= EXERCISE DETAILS =
In the daily lesson from Rabbi Heschel below, what reason does the text give for people lying to themselves and everyone else? Answer in one to three sentences.

= TEXT SHOWN =
Daily Life Lessons from Rabbi Heschel
Year 2 Day 285
“Time and again the Bible calls upon us to worship Him “with all thy heart.” “Walk before me, and be wholehearted” (Genesis 17:1). “Thou shalt be wholehearted with the Lord Thy God” (Deuteronomy 18:13). “And thou shalt love the Lord thy God with all thy heart, with all thy soul, and with all thy might” (Deuteronomy 6:5). And yet it seems that the Biblical man was disturbed by the problem of whether man is at all capable of serving God wholeheartedly.” (God in Search of Man pg. 390)
Being wholehearted with God has proven, over the millennia, to be difficult! The story of Jacob teaches us that our intentions, while important do not necessarily lead us to this state of being. Jacob’s promise, Jacob’s intentions to be wholehearted with God begins with him making a deal, after he has acknowledged that “God was in this place and I, I did not know it”. He gives us insight and a teaching as to our relationship with God; rather than it being covenantal, it is conditional/transactional. We keep ‘making deals’ with God, we keep wanting to be shown/given something before we commit and even then, we are constantly asking/demanding a quid pro quo from God. We ‘pray’ to God for x and if we get it, we give thanks and are committed to serving and being “wholehearted with the Lord Thy God” for the moment, until we want/need something else. We have forgotten the teaching of the Kotzker Rebbe: “Where do you find God? Wherever/whenever you let God in.” While we give lip service to this command, we seem to not be able to sustain it. Instead, we engage in so many actions and say it is ‘what God wants’, we lie to ourselves and everyone else in order to feel good about the evils we perpetrate, the negativity we promulgate, the power we seek and wield for our own sake, not for God’s.

= LISTED ENTRIES =
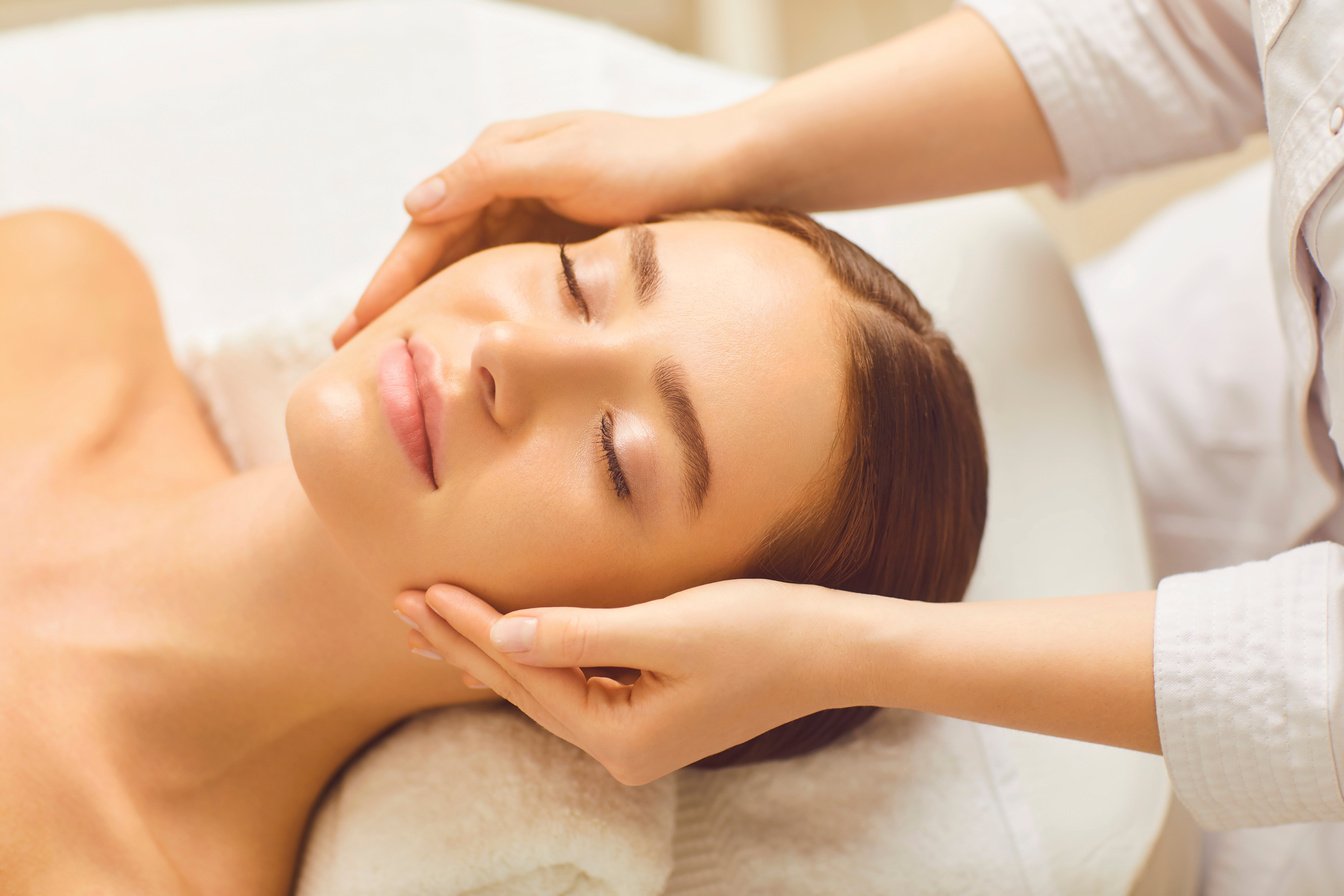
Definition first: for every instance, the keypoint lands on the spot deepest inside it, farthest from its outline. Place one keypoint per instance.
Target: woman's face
(495, 431)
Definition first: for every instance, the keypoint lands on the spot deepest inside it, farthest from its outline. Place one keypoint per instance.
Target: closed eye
(613, 464)
(571, 285)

= WRITTEN RESPONSE =
The text says we lie to ourselves and everyone else so that we can feel good about the evils we perpetrate, the negativity we promulgate, and the power we seek and wield for our own sake rather than God's. These lies accompany the many actions we engage in while saying they are "what God wants."